▸ EXERCISE GOAL:
Answer these from the blog post about weapon collections:
(a) Which collection is called "your collection on a budget"?
(b) Which two places can be seen on the virtual tours, and which pictures do you click for them?
(c) What object sits in the middle of the petunia markers, according to the commenters?

▸ SOURCE DOCUMENT:
- - -
This is your collection. (The Arsenal at Castle Argghhh!)

This is your collection on a budget. (The basement at Outpost Neffi)

This is your collection on steroids. (Springfield Arsenal)

Click on the first and third pictures to take virtual tours of the Arsenal at Castle Argghhh! and the Springfield Armory museum.

35 Comments

The tours will have to wait until I get home - but I am intrigued by Neffi's collection! Our last discussion of methods of torture was illuminating - and I find the potential for blade work very enticing ;-)
 
I note, as James Earl Carter was wont to say, "with hevvuh hot," the conspicuous absence of TOW tube(s). Heh. Heh times six...
 
Hmmm, it's nice to have goals we aspire to... Nice... Pretties...
 
oooooh OW ! My collection of rare, antique and significant bayonets- DISSED ! Keep in mind, gentle reader, that photo is but one corner of the Bayonet Vault... and while it ain't the Imperial War Museum, it's prolly the best blade collection on my street! [sotto voice- Ill get you fer this, howitzerhead] ... Chief, Ida got a TOW tube but they don't have bayonet lugs...
 
Neffi - I'm college educated--ya doesn't has ta call me "lug"...
 
By the way, what's up with the trowel in the middle of all the petunia markers?
 
Yeah, Neffi- what is that thing? I hadn't noticed it until Bill pointed it out. Definately looks like a garden trowel. Nice collection!! Puts my Beanie Baby collection to shame.
- - -
▸ INFORMATION SHOWN:
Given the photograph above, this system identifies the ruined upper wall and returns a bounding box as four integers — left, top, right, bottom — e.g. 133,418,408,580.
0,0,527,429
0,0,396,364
- - -
▸ COMPLETE ANSWER:
(a) The basement at Outpost Neffi.
(b) The Arsenal at Castle Argghhh! and the Springfield Armory museum, by clicking the first and third pictures.
(c) A trowel, which one commenter says definitely looks like a garden trowel.